Good luck with future training!...A common misconception people have is that all dogs automatically know how to swim...ain't so!


----------



## Sarah Platts (Jan 12, 2010)

mel boschwitz said:


> Just got back from a SAR seminar in East Texas. Did beginning water recovery with my male bloodhound that I started in HR last year. Lisa Higgins was our instructor. She said she has been training water HR for 24years and never worked with a bloodhound on the water. Go figure!
> 
> My male is a horrendous swimmer, so we learned to keep a life vest on him. Fortunately we decided this before the run where he took a header into the water going after source! Once in the water he freaked out and swam to shore, so a swim in circles indication not gonna work! I also dont want to deal with gators trying to make him a snack (although at 100lbs he would be a very large mouthful!).
> 
> ...


We had a large BH doing water cadaver for several years. I think the biggest deterent to using them is their sheer size. When the males can clock in at 120-150lbs and the females up there also, plus they are not the most agile of dogs, can be problems when dealing with smaller water craft. One instance was when the hound was hanging over the side indicating and the handler went up to join him and it it was touch and go if they were going to flip the boat over. It was only a save cause the boat driver dove to the opposite gunnel to counter the weight. Lesson learned about weight distribution.

I don't know if your hound will scratch but I've heard that used for an alert in boats. Also reaching over to paw the water. What I have found is that dogs can be pretty inventive with finding a new alert when they can't do "the normal". 

Also you might try doing some agility type training with rocker-type boards to let the dog gain some confidence with alerting on unstable surfaces. You set up some problems where the board is wiggling/rocking/shifting as the dog walks over it. Then set up some stuff where the only area to sit at is the unstable surface. More boat time can also help as the dog gets his 'sea legs'. Good luck. Sounds like you had alot of fun!


----------



## Nancy Jocoy (Apr 19, 2006)

LOL got to thinking most bloodhounds I know have giant bear claws on those toes. I can just see that on a zodiac!

- _Challenge a_
From the thread about bloodhounds in water work, set down word for word the passage that starts at the words "## Sarah Platts" and ends after "very large mouthful!).".
The thread and the records have nothing to do with each other.

- _Entries supplied_
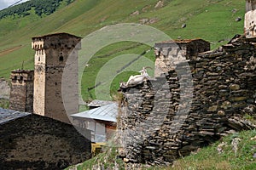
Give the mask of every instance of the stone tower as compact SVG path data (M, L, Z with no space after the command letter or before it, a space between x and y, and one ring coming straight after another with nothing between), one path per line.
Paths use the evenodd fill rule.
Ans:
M247 38L256 37L256 0L247 0L244 31Z
M16 70L11 72L9 109L33 112L33 71Z
M32 37L35 53L34 113L69 122L68 116L79 111L78 50L80 37L55 33ZM73 62L67 64L67 58ZM68 66L68 110L65 110L61 88L64 67ZM67 103L67 102L66 102ZM66 104L65 103L65 104Z

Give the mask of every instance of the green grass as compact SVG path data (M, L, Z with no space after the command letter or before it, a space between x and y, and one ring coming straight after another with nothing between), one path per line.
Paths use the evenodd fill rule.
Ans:
M44 34L68 32L84 37L106 26L140 23L142 19L152 18L157 19L158 21L149 26L164 31L171 38L201 37L211 42L212 48L227 42L235 34L243 33L243 20L236 22L235 19L238 16L243 18L244 1L165 0L163 8L155 8L157 2L158 0L76 0L65 8L60 7L55 13L49 16L38 17L32 10L31 14L24 18L9 17L1 20L0 76L8 79L10 71L20 68L23 61L25 69L33 69L34 52L31 48L31 37ZM237 12L232 13L233 8L236 8ZM137 10L139 11L138 15L131 15ZM182 29L181 26L183 23L187 24L187 27ZM220 40L223 41L218 42ZM6 49L17 46L21 48L10 53L3 53ZM140 54L148 49L148 46L125 42L109 45L98 51L89 61L90 66L84 71L84 100L96 98L95 90L91 90L90 94L87 88L96 85L96 75L109 60L125 54ZM153 61L154 53L147 54L146 57ZM120 79L125 81L128 79L128 76ZM118 82L119 80L114 82ZM109 87L105 88L113 92L116 90L116 86L113 84L110 89Z
M177 161L174 168L166 169L255 169L256 159L253 158L253 154L256 153L256 140L251 140L255 136L255 130L230 135L209 147L203 148L195 155ZM234 138L241 139L236 156L231 144ZM224 152L218 154L217 146L221 142L226 142L227 144L223 148Z

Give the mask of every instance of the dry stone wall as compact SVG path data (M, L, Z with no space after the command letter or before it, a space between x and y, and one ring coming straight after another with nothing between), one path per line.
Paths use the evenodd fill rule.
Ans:
M0 99L9 99L10 87L6 80L0 77Z
M122 88L120 156L166 164L223 135L254 128L242 116L256 114L255 44L237 36L218 50L190 58L191 79L186 63L179 62L154 80ZM193 87L183 85L189 81ZM192 101L186 90L193 92Z

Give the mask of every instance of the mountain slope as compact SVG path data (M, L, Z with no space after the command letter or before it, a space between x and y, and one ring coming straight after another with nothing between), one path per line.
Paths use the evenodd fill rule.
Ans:
M20 68L23 61L25 69L32 69L34 52L31 49L31 37L48 33L65 31L84 37L105 26L118 23L144 23L166 32L173 39L178 37L206 39L212 42L212 48L226 42L235 34L243 33L244 1L165 0L163 2L163 7L155 8L158 0L75 0L53 14L36 19L20 29L13 29L9 34L1 34L0 76L8 78L9 71ZM241 21L236 22L237 17L241 17ZM27 19L25 17L24 20ZM148 24L150 20L152 23ZM183 29L181 26L184 23L187 27ZM1 20L0 26L2 28L4 27L4 23L1 23ZM105 50L102 49L97 55L108 56L104 61L107 62L120 53L141 54L148 48L147 46L136 45L129 48L131 45L131 43L113 45ZM125 49L125 46L129 50L124 52L118 50L120 47ZM153 53L151 55L154 55ZM93 63L93 60L91 62ZM85 72L89 75L96 75L95 71L99 70L100 65L102 64L96 64L94 68L89 67ZM95 77L94 76L83 83L86 84L86 87L92 87L95 84ZM85 98L88 99L88 96Z

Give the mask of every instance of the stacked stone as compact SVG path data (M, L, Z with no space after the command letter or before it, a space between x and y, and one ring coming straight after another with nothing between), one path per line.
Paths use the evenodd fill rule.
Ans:
M256 106L255 44L253 39L233 39L178 63L150 83L123 89L127 107L119 128L131 134L123 138L123 156L166 164L230 130L254 128L242 116L246 107Z

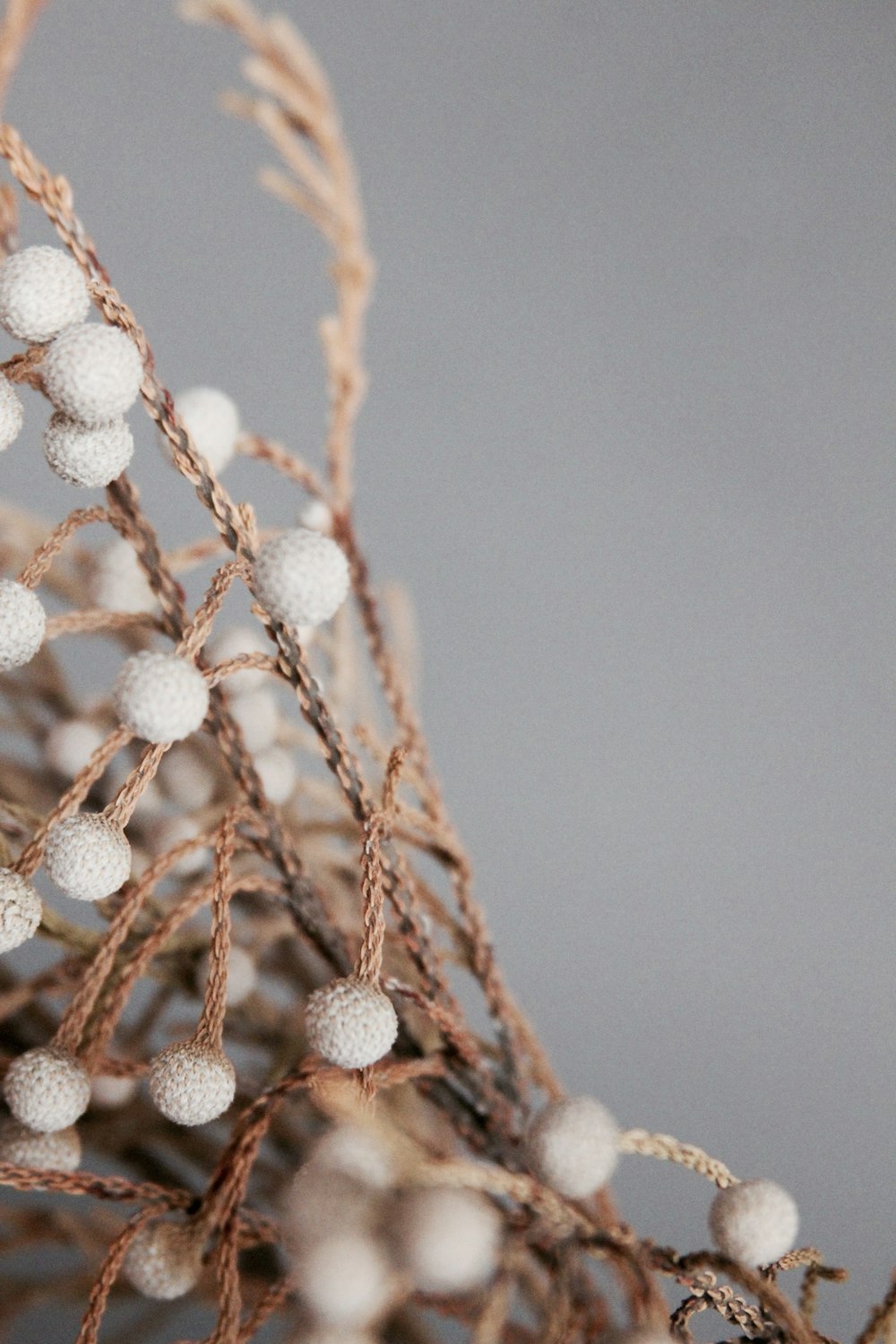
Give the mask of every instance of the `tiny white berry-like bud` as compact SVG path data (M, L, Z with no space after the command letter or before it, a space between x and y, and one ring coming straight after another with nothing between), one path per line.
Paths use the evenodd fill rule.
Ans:
M396 1243L403 1267L422 1293L467 1293L492 1277L501 1218L470 1189L415 1189L399 1202Z
M81 1165L78 1130L69 1128L58 1129L54 1134L38 1134L9 1116L0 1121L0 1163L74 1172Z
M67 896L102 900L130 876L130 845L102 813L79 812L51 828L43 862Z
M86 1111L90 1077L67 1050L38 1046L12 1060L3 1095L20 1125L52 1134L74 1125Z
M242 657L244 653L271 653L274 652L269 641L257 626L231 625L230 629L216 634L208 645L212 663L230 663L231 659ZM270 680L270 673L263 668L242 668L231 672L224 685L234 695L243 695L246 691L257 691Z
M709 1207L709 1232L724 1255L742 1265L771 1265L793 1250L797 1203L774 1180L743 1180L720 1189Z
M208 714L208 685L195 663L177 653L134 653L113 687L116 712L146 742L180 742Z
M267 687L235 695L230 712L239 724L247 751L263 751L271 746L279 731L279 706Z
M392 1286L382 1250L356 1231L334 1232L304 1249L296 1261L296 1285L324 1325L349 1329L376 1320Z
M216 387L189 387L175 396L175 410L212 472L223 472L236 452L239 411Z
M133 457L134 441L121 415L102 425L82 425L56 411L44 431L43 452L63 481L109 485Z
M94 555L87 591L106 612L154 612L156 594L149 586L130 542L124 536Z
M0 868L0 952L12 952L34 938L40 913L40 896L27 878Z
M140 352L117 327L69 327L48 345L40 366L47 396L73 419L102 425L124 415L144 376Z
M262 789L271 802L286 802L296 788L296 762L285 747L265 747L254 758Z
M0 266L0 324L16 340L52 340L89 308L81 266L60 247L26 247Z
M90 1105L98 1110L126 1106L137 1091L137 1079L125 1074L97 1074L90 1079Z
M204 1234L191 1223L159 1219L140 1228L128 1247L122 1274L144 1297L172 1301L196 1286Z
M297 527L265 542L255 560L262 606L293 629L329 621L348 594L348 560L336 542Z
M0 453L19 437L24 418L21 398L9 379L0 374Z
M0 579L0 672L31 663L46 629L47 613L36 593L15 579Z
M618 1134L610 1111L591 1097L553 1102L529 1126L529 1167L557 1195L586 1199L613 1176Z
M309 996L305 1027L312 1050L330 1064L365 1068L395 1044L398 1016L382 989L348 976Z
M149 1095L176 1125L218 1120L235 1093L236 1075L227 1055L196 1040L165 1046L149 1066Z
M83 719L69 719L69 722L54 723L47 734L43 751L51 770L74 780L97 747L102 746L103 735L93 723Z

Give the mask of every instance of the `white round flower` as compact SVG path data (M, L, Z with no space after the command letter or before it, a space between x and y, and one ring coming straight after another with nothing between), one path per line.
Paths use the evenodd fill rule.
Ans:
M172 1301L196 1286L203 1267L203 1232L191 1223L145 1223L128 1247L121 1270L144 1297Z
M40 598L15 579L0 579L0 672L31 663L47 630Z
M420 1293L469 1293L497 1267L501 1218L472 1189L415 1189L399 1203L396 1242Z
M222 630L208 644L208 655L212 663L230 663L244 653L273 653L269 640L254 625L231 625ZM263 668L243 668L231 672L224 685L234 695L243 695L246 691L258 691L270 680L270 673Z
M195 663L177 653L134 653L113 687L116 712L146 742L180 742L208 714L208 685Z
M43 862L67 896L102 900L130 876L130 845L102 813L79 812L51 828Z
M271 802L286 802L296 788L296 762L285 747L266 747L254 758L262 789Z
M236 1094L234 1066L222 1050L195 1040L165 1046L149 1066L149 1095L176 1125L206 1125Z
M20 1125L51 1134L83 1116L90 1101L90 1078L67 1050L38 1046L12 1060L3 1079L3 1095Z
M223 472L239 438L239 411L230 396L216 387L189 387L175 396L175 411L212 472Z
M124 536L95 552L87 591L106 612L154 612L157 605L137 552Z
M340 609L349 587L348 560L336 542L306 527L265 542L255 559L262 606L292 628L320 625Z
M235 695L230 702L230 712L239 724L247 751L265 751L277 739L279 706L267 687Z
M618 1136L610 1111L591 1097L552 1102L529 1126L529 1167L557 1195L586 1199L613 1176Z
M0 374L0 453L19 437L24 418L21 398L9 379Z
M81 1138L74 1128L39 1134L8 1116L0 1121L0 1163L40 1171L74 1172L81 1165Z
M308 1043L340 1068L365 1068L387 1055L398 1036L398 1016L376 985L357 976L332 980L309 996Z
M0 266L0 324L39 345L87 316L90 294L78 262L60 247L26 247Z
M60 720L50 728L43 754L51 770L66 780L74 780L102 743L103 735L94 723L85 719Z
M44 431L43 452L63 481L83 487L109 485L133 457L134 441L121 415L102 425L82 425L56 411Z
M47 396L73 419L102 425L129 410L144 376L140 352L117 327L69 327L40 367Z
M296 1284L321 1324L334 1328L368 1325L391 1296L388 1261L363 1232L336 1232L309 1245L296 1262Z
M0 952L12 952L34 938L40 914L40 896L27 878L0 868Z
M728 1185L709 1207L713 1242L742 1265L772 1265L793 1250L798 1230L797 1203L774 1180Z

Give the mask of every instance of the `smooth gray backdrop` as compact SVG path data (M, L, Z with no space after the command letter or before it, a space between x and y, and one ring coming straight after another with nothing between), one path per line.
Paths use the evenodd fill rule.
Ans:
M509 978L572 1089L797 1195L854 1270L822 1328L853 1333L896 1259L896 8L287 8L379 259L361 534L416 598ZM56 0L9 116L163 378L310 456L324 253L215 110L239 56L165 3ZM4 491L60 513L36 435ZM141 453L183 535L189 491ZM699 1177L629 1159L618 1189L705 1242Z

- _Challenge b_
In the records, pull out the lines starting at the line that has "Give the mask of every instance of the stacked" and ending after the line that has "M256 106L255 44L253", both included, and reproduce them unchanged.

- _Correct answer a_
## Sarah Platts (Jan 12, 2010)

mel boschwitz said:


> Just got back from a SAR seminar in East Texas. Did beginning water recovery with my male bloodhound that I started in HR last year. Lisa Higgins was our instructor. She said she has been training water HR for 24years and never worked with a bloodhound on the water. Go figure!
> 
> My male is a horrendous swimmer, so we learned to keep a life vest on him. Fortunately we decided this before the run where he took a header into the water going after source! Once in the water he freaked out and swam to shore, so a swim in circles indication not gonna work! I also dont want to deal with gators trying to make him a snack (although at 100lbs he would be a very large mouthful!).

- _Correct answer b_
Give the mask of every instance of the stacked stone as compact SVG path data (M, L, Z with no space after the command letter or before it, a space between x and y, and one ring coming straight after another with nothing between), one path per line.
Paths use the evenodd fill rule.
Ans:
M256 106L255 44L253 39L233 39L178 63L150 83L123 89L127 107L119 128L131 134L123 138L123 156L166 164L230 130L254 128L242 116L246 107Z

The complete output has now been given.